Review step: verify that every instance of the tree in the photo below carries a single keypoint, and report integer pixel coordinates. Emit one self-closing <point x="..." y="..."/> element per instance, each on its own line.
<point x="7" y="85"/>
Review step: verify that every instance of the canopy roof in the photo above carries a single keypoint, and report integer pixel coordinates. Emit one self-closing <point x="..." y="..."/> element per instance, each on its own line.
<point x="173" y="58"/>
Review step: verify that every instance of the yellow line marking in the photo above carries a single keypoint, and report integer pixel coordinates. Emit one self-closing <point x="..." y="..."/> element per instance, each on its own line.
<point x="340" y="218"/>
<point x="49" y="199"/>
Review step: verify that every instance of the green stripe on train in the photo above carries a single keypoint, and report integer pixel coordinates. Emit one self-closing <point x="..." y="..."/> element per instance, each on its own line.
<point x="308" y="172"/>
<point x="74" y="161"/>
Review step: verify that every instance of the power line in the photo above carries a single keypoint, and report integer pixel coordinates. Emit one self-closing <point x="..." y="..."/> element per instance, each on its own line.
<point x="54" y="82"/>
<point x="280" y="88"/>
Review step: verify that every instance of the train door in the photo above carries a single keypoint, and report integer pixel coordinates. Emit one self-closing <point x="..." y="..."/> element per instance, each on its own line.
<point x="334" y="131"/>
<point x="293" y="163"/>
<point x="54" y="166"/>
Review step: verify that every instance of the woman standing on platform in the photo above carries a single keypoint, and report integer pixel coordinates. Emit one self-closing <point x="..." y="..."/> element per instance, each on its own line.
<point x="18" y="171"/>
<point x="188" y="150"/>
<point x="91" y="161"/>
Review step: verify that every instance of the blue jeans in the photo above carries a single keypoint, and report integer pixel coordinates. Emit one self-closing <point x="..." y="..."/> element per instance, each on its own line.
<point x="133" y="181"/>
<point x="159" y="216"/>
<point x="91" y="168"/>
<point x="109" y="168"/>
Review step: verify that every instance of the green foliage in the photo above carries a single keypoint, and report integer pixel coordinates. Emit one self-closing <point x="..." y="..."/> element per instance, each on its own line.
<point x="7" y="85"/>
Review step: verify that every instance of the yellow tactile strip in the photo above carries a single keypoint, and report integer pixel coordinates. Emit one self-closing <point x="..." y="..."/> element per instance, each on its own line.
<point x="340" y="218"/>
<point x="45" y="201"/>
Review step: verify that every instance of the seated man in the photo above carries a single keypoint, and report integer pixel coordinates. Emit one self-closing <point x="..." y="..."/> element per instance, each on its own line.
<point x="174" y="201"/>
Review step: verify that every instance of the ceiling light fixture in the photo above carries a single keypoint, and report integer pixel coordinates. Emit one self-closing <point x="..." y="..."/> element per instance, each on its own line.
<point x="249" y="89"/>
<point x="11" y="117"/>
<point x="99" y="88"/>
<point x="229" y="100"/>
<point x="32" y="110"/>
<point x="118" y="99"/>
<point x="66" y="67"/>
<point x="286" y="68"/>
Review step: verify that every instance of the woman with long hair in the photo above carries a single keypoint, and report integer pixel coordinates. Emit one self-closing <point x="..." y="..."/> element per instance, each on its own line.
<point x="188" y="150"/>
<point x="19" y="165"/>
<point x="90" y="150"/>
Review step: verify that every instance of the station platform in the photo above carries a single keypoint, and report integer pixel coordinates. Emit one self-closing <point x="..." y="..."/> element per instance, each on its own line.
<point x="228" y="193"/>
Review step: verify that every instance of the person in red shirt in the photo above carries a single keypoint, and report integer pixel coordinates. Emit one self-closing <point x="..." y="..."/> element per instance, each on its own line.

------------------------

Task goal:
Restate the entries above word for word.

Task answer:
Review step: verify that every instance of the tree in the photo below carries a single keypoint, and report integer pixel coordinates. Emit one self-closing <point x="..." y="..."/> element per instance, each on its own line.
<point x="7" y="85"/>
Review step: verify that every instance of the canopy roof in the photo above carries a single keypoint, and report integer pixel coordinates. Emit one self-closing <point x="..." y="..."/> element per instance, each on its own line.
<point x="173" y="58"/>
Review step: verify that every instance of the yellow line marking in the photo above carries a single keypoint, and report integer pixel coordinates. Emit one self-closing <point x="..." y="..."/> element per instance, each on its own line.
<point x="340" y="218"/>
<point x="49" y="199"/>
Review step: verify that every instance of the green stripe on train in the photo above carries a single keypoint, and report integer pixel coordinates. Emit one self-closing <point x="..." y="..."/> element per instance, each on its own line.
<point x="308" y="172"/>
<point x="74" y="161"/>
Review step: verify that every instance of the power line in the photo above carries a single keypoint, and report integer pixel coordinates. Emit one self-closing <point x="..." y="..."/> element per instance, each on its own line.
<point x="54" y="82"/>
<point x="280" y="88"/>
Review step: verify that every instance of the train door in the photo above carries a single keypoint, and report integer pixel coordinates. Emit one self-closing <point x="..." y="..."/> element per instance, each on its own line.
<point x="334" y="131"/>
<point x="293" y="163"/>
<point x="54" y="166"/>
Review step: verify that every instance of the woman standing on platform in the photo above carries a single keypoint, and report integer pixel coordinates. Emit one self-closing <point x="..." y="..."/> element per instance, each on its own line.
<point x="18" y="171"/>
<point x="188" y="150"/>
<point x="91" y="161"/>
Review step: verify that every instance of the blue jeans in the photo above carries a single keypoint, and report integer pixel coordinates. Emit one self-closing <point x="..." y="..."/> element per instance, each on its own line.
<point x="133" y="181"/>
<point x="159" y="216"/>
<point x="91" y="168"/>
<point x="109" y="168"/>
Review step: verify that every instance of the green foliage in the photo above carries a single keypoint, and report integer pixel coordinates. Emit one self-closing <point x="..." y="..."/> element per instance, each on its own line.
<point x="7" y="85"/>
Review step: verify that every instance of the yellow tactile strip in the photo above carries a single keypoint, and report integer pixel coordinates. Emit one self-closing <point x="..." y="..."/> element per instance, each on its own line.
<point x="340" y="218"/>
<point x="45" y="201"/>
Review step: verify that every instance of the seated man in the photo above carries a single keypoint, and report integer pixel coordinates. Emit one self-closing <point x="..." y="..."/> element per instance, each on its own line.
<point x="174" y="201"/>
Review step: verify that every instance of the ceiling light fixture in the photo above carries a single keypoint, and report integer pixel coordinates. Emit one self-closing <point x="..." y="..."/> element per instance, each on its own line.
<point x="249" y="89"/>
<point x="11" y="117"/>
<point x="99" y="88"/>
<point x="229" y="100"/>
<point x="32" y="110"/>
<point x="118" y="99"/>
<point x="66" y="67"/>
<point x="286" y="68"/>
Review step: verify that every instance of the woman with long hair in the photo above carries a single keypoint, and report integer pixel coordinates. Emit one self-closing <point x="..." y="..."/> element per instance, each on its own line.
<point x="188" y="150"/>
<point x="19" y="165"/>
<point x="90" y="150"/>
Review step: verify that every instance of the station platform in the photo above carries a single keypoint, and report integer pixel coordinates. Emit one self-closing <point x="..." y="..."/> element per instance, each on its own line.
<point x="228" y="193"/>
Review step: verify that every instance of the person in red shirt in the photo above carries a single keypoint, and report integer pixel coordinates. Emit one self-closing <point x="..." y="..."/> element per instance, each on its own line.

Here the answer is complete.